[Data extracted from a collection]
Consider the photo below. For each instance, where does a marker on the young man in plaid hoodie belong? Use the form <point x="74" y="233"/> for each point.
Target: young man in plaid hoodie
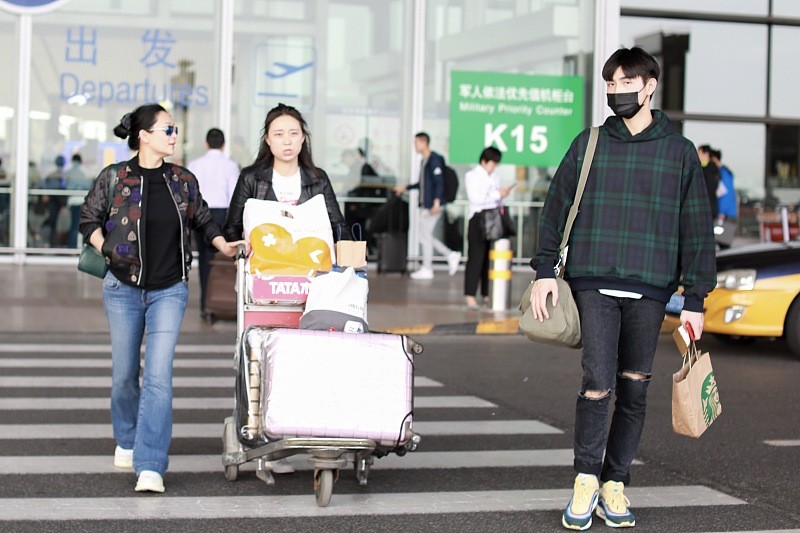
<point x="643" y="227"/>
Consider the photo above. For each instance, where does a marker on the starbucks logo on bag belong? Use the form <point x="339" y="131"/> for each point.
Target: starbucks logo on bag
<point x="709" y="399"/>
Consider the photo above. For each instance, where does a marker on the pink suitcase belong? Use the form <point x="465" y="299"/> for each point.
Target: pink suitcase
<point x="335" y="384"/>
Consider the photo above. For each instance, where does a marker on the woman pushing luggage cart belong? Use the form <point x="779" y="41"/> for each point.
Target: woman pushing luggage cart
<point x="337" y="398"/>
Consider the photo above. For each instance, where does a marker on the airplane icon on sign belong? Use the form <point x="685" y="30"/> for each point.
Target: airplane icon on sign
<point x="287" y="69"/>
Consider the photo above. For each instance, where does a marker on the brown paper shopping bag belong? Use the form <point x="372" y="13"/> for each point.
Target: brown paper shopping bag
<point x="352" y="253"/>
<point x="695" y="397"/>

**Goal:** Print every entry above again without changing a word, and omit the pictures.

**Written answer:**
Consider the photo below. For each instance, where does a marker on the young man in plaid hoodie belong? Use the form <point x="74" y="233"/> for each point.
Target: young man in plaid hoodie
<point x="643" y="227"/>
Consider the photo above. For each instance, where does a marker on the starbucks logo on bag belong? Use the form <point x="339" y="131"/> for each point.
Target: starbucks logo on bag
<point x="709" y="399"/>
Consider the photo above. For each instance, where does a marker on the pink suitcase belong? Use the form <point x="465" y="299"/> for each point.
Target: pink suitcase
<point x="335" y="384"/>
Consider the photo above. For each instance, where does a marker on the woman pushing luggage cart belong? Use the form <point x="779" y="41"/> for each point.
Target: woman pushing luggage cart
<point x="337" y="398"/>
Consider the photo above. For each instance, where does a marker on the airplane icon on sign belong? Use the form <point x="685" y="30"/> for each point.
Target: airplane icon on sign
<point x="287" y="69"/>
Consider the photo above. For each instance, where does a marker on the brown paper shopping bag belong? Use the form <point x="372" y="13"/> for each point.
Target: brown paper shopping bag
<point x="352" y="253"/>
<point x="695" y="397"/>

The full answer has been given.